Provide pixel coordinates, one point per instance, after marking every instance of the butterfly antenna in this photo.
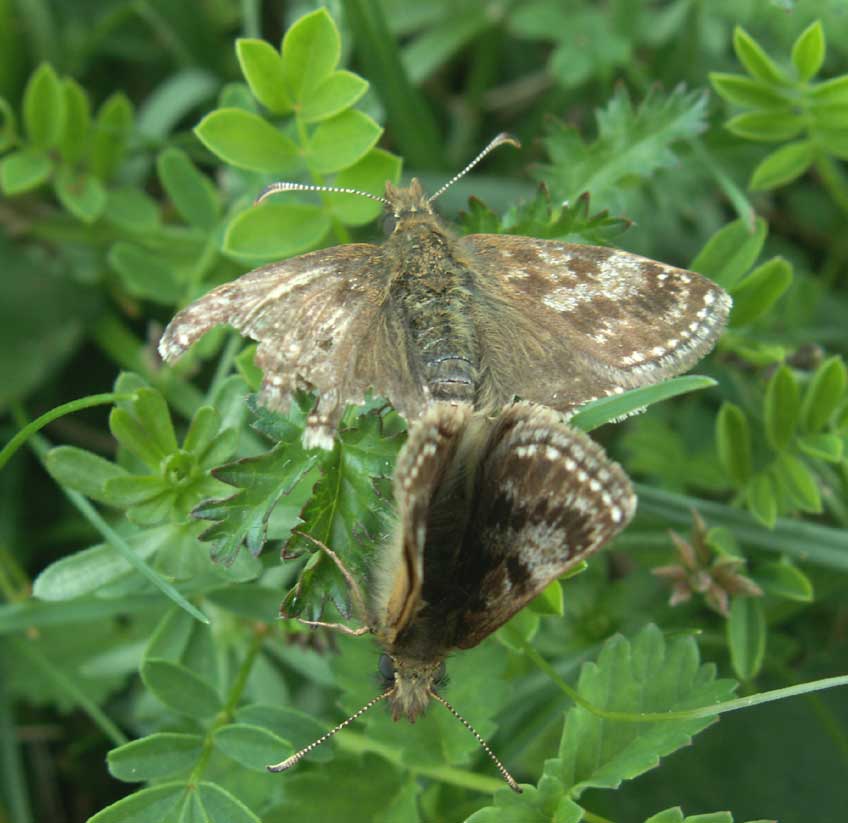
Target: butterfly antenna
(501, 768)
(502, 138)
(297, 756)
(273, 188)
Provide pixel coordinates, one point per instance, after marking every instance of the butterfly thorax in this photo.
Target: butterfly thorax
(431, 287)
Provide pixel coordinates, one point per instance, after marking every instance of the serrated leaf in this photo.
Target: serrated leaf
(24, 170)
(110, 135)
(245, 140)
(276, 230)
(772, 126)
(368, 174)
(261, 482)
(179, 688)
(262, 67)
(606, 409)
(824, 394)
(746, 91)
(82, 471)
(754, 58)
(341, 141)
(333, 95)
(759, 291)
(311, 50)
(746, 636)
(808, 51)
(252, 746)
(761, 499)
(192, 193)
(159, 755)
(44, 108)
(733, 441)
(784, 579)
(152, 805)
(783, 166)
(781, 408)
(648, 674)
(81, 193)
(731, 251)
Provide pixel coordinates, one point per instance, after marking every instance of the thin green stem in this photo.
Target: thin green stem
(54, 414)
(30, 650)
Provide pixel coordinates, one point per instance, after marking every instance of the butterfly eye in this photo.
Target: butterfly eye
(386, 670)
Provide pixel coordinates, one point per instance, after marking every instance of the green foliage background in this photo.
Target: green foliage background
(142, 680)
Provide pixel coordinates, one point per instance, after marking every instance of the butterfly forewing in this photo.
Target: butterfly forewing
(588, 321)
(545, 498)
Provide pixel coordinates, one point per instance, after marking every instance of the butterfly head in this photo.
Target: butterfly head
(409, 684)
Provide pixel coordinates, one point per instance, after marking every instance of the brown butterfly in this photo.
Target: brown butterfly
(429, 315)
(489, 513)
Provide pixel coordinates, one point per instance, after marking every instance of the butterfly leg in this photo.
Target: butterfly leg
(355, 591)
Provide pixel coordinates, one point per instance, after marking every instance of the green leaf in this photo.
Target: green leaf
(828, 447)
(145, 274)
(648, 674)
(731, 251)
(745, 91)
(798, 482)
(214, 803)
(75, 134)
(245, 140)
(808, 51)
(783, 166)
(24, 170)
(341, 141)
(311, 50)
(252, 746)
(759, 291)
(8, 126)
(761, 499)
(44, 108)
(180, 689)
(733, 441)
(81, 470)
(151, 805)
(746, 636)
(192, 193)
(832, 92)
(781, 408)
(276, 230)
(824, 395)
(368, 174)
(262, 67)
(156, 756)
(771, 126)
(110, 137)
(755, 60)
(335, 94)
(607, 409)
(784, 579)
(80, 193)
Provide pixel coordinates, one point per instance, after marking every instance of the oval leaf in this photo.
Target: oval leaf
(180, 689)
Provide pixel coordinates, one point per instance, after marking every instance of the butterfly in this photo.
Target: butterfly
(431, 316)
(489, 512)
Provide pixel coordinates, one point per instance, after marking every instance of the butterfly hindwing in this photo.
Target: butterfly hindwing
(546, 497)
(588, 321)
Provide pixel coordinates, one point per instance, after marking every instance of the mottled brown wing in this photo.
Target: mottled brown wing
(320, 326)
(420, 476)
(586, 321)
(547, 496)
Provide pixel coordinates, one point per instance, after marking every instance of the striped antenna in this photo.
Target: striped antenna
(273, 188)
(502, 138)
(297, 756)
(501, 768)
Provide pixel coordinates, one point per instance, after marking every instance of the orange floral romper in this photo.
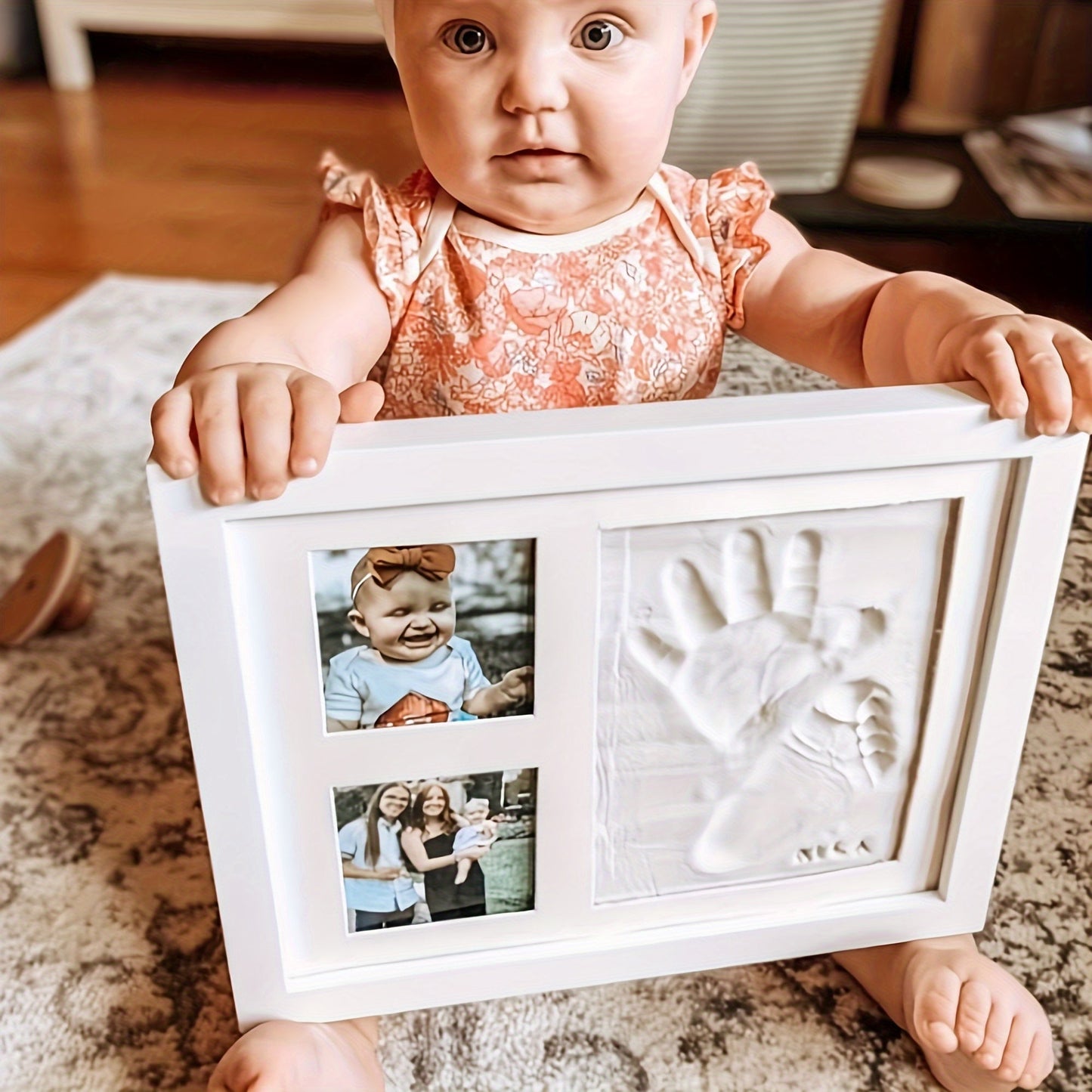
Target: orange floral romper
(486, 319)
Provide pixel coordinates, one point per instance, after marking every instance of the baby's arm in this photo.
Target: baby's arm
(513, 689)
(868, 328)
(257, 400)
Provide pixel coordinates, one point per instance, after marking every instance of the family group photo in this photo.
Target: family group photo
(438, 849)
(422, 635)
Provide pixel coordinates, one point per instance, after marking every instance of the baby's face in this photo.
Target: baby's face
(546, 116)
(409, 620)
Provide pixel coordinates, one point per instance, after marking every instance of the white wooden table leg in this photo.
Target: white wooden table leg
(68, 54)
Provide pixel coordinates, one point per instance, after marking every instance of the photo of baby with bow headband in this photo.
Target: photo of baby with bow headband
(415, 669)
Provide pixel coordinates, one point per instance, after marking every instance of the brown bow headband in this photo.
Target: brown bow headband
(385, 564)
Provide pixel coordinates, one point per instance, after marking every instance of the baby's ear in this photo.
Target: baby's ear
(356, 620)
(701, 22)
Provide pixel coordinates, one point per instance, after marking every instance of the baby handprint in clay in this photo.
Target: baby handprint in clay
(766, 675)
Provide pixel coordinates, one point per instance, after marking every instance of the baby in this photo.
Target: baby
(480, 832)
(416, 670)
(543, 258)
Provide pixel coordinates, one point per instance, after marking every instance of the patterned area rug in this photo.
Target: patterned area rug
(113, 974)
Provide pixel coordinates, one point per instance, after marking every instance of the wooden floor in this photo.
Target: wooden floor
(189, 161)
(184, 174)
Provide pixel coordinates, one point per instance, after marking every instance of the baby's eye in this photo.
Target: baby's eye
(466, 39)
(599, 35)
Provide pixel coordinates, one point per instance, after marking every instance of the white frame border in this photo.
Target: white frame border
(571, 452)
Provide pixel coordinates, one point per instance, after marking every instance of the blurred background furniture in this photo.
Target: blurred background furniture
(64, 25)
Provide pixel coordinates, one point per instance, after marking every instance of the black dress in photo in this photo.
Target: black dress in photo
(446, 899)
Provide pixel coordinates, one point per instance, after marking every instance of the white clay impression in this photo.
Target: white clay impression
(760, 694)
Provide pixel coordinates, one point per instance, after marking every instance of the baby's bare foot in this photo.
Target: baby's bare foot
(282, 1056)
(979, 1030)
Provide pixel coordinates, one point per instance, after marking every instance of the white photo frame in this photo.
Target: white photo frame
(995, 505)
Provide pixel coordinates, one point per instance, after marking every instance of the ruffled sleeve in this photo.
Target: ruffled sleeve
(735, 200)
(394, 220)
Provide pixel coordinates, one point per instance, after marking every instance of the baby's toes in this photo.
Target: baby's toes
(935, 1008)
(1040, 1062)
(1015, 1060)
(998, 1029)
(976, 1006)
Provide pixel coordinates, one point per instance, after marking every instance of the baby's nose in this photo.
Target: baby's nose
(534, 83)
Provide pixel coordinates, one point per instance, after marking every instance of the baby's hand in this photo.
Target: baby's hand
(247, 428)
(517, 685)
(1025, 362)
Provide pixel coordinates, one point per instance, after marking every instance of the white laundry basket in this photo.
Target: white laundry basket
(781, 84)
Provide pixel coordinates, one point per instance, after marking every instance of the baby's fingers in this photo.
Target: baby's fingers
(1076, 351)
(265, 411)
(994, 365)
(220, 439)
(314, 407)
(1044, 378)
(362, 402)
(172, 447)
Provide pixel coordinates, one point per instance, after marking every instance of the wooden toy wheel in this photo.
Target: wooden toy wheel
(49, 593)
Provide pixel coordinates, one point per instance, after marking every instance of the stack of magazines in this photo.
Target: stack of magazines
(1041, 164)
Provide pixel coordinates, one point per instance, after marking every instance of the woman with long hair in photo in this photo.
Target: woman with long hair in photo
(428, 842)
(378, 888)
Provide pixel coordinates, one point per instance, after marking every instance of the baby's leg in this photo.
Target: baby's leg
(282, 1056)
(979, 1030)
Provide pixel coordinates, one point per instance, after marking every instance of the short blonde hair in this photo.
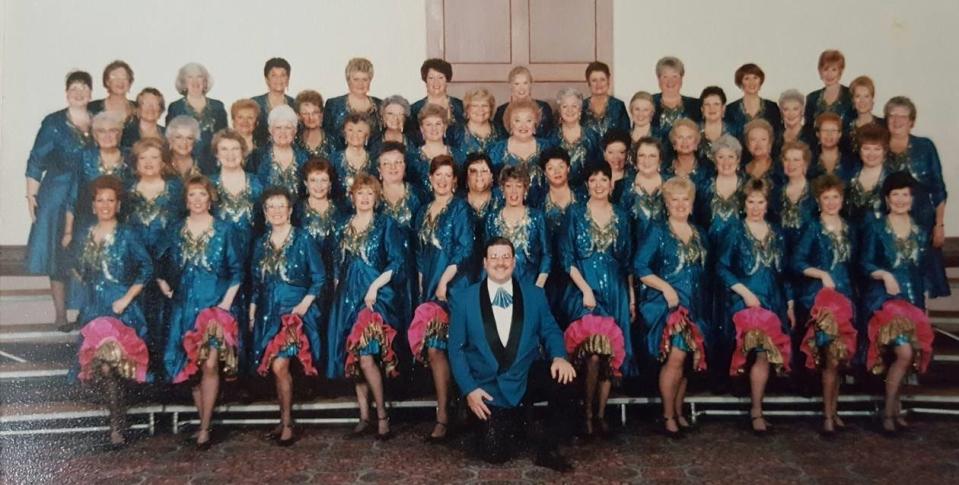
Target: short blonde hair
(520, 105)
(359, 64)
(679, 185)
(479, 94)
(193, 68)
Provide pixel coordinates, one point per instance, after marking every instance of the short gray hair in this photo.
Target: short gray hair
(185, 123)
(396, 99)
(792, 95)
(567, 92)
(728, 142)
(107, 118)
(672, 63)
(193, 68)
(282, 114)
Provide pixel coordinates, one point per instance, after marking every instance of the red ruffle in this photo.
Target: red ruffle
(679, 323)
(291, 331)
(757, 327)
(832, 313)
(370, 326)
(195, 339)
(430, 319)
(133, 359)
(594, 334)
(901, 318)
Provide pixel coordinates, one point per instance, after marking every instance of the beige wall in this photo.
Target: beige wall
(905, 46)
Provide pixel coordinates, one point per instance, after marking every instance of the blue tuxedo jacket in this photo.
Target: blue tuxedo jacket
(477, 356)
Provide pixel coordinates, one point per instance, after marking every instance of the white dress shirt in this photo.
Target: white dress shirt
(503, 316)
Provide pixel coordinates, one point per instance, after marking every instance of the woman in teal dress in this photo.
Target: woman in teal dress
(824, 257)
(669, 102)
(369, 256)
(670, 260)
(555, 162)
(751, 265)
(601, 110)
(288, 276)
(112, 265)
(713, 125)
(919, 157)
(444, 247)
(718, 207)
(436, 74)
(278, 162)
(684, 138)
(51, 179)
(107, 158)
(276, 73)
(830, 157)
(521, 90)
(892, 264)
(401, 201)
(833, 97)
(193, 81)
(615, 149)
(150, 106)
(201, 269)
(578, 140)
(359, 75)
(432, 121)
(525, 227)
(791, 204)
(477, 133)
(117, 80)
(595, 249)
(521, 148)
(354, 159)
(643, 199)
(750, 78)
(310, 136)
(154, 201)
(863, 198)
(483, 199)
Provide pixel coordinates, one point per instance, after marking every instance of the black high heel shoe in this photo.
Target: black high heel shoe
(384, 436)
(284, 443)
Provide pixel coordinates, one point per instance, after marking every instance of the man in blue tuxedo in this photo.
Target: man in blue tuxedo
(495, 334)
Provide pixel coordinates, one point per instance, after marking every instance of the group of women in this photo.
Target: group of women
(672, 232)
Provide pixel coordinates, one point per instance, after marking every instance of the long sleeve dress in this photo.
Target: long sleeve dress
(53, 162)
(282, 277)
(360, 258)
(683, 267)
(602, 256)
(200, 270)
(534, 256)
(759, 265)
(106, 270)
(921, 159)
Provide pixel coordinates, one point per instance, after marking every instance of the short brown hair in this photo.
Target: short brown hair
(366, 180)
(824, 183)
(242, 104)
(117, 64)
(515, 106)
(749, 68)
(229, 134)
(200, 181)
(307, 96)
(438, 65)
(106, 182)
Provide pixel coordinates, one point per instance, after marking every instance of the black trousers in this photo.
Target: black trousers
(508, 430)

-.-.-

In the material above, find the line containing "dress in photo in this photo." and the line containing "impression in this photo.", then write out exactly those two lines and every line between them, and nothing more.

Provide pixel coordinates, one point per instance, after marking every instance of the black dress in photo in this photo.
Target: black dress in photo
(446, 899)
Provide pixel coordinates, one point per instance, after marking every instance of the white clay impression in this photo.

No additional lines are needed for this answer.